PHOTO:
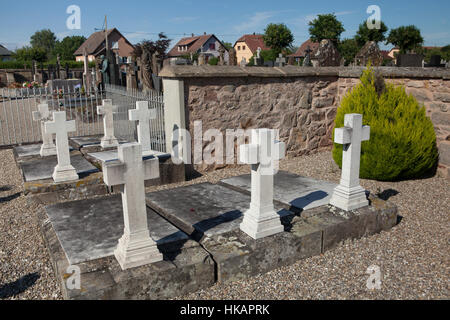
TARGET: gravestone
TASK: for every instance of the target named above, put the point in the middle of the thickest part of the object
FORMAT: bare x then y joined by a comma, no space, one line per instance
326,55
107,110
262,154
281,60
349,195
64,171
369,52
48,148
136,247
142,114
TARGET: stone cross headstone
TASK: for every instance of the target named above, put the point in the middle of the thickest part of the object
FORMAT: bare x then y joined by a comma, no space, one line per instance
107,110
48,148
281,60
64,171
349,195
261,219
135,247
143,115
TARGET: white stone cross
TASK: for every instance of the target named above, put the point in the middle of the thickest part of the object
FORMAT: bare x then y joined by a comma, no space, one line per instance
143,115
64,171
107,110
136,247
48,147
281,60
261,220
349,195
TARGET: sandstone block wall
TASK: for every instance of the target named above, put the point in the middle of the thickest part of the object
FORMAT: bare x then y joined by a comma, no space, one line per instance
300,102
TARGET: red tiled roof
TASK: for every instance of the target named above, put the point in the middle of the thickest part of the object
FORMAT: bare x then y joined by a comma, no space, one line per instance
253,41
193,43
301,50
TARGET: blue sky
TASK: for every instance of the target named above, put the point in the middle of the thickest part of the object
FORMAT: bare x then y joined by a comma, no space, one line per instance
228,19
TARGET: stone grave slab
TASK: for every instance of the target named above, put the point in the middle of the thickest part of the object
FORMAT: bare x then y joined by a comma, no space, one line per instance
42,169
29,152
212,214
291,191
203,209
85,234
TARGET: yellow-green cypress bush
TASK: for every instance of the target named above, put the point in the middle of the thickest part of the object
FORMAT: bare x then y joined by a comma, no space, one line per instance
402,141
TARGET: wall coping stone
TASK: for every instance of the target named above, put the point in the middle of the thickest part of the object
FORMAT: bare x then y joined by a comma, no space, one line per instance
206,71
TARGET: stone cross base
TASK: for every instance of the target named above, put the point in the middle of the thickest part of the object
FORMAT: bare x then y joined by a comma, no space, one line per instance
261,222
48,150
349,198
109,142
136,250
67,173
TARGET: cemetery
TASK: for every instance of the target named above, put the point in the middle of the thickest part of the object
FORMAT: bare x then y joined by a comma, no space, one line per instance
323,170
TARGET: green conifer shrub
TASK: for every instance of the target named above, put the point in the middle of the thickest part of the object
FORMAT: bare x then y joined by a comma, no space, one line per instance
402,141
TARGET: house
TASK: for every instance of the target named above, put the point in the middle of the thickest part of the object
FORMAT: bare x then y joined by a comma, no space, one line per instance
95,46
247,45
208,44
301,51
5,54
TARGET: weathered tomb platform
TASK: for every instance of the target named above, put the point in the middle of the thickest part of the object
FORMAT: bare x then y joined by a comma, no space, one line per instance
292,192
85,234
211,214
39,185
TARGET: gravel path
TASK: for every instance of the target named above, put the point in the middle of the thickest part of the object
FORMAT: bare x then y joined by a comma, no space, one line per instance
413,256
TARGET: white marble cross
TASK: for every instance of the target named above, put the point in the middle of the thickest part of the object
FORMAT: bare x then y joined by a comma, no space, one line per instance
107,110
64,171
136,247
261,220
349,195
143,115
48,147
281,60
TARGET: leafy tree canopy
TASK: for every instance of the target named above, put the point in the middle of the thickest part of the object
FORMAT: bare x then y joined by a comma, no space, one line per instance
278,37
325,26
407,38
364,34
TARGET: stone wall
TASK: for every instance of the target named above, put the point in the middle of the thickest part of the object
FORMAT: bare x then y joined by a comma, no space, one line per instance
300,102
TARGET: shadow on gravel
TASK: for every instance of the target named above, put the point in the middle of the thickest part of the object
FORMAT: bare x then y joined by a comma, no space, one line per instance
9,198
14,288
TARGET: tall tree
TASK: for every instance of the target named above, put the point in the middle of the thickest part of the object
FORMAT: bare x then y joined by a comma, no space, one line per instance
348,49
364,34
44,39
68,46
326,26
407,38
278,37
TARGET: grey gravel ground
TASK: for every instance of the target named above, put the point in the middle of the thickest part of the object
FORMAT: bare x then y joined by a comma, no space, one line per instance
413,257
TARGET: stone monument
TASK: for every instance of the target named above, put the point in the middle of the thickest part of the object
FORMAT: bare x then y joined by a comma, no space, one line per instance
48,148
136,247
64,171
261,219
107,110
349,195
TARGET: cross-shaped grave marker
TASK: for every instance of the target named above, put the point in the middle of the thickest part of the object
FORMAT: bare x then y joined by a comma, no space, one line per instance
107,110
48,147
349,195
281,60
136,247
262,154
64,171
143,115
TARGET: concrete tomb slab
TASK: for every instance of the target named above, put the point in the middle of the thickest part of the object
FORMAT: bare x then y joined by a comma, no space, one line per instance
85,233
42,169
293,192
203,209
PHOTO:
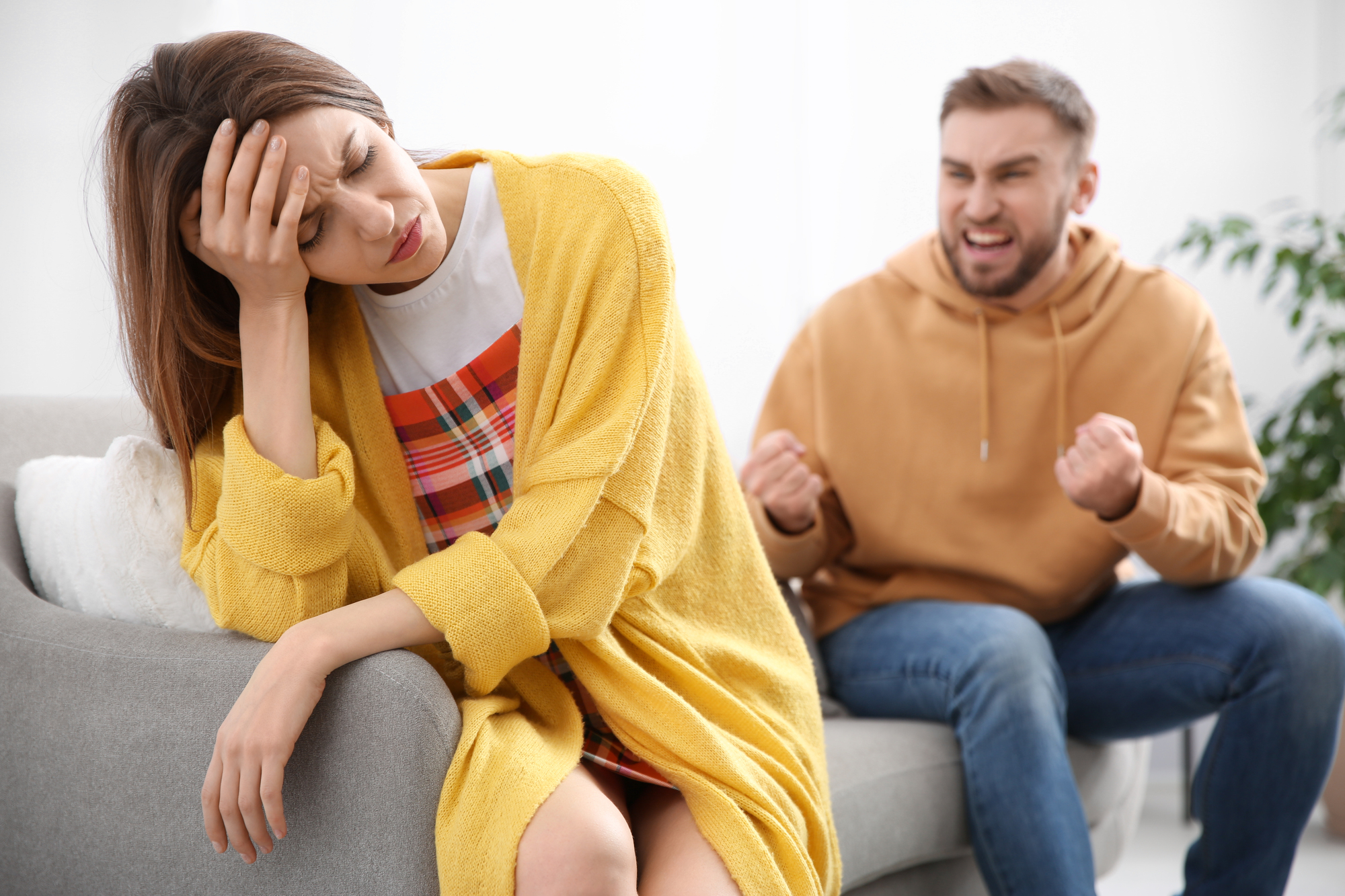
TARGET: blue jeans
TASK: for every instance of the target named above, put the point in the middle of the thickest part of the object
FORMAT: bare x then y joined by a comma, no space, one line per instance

##############################

### [TASK DIRECTIONS]
Repeat the lines of the records verbatim, starting at the line containing "TARGET: concrete tomb slab" and stopping after the final line. Images stay out.

### [RIGHT ANSWER]
TARGET: concrete tomb slab
TASK: for every instance of the target named above, put the point in the middle of the thickest part of the object
FORMAT: bare x then y joined by a comma, no space, one line per instance
85,233
42,169
293,192
203,209
PHOTO:
TARGET: blue jeans
TASK: for every instance of the target named above, put the point in the middle of the thickest part of the object
FORMAT: bare x then y joined by a comma, no space, one line per instance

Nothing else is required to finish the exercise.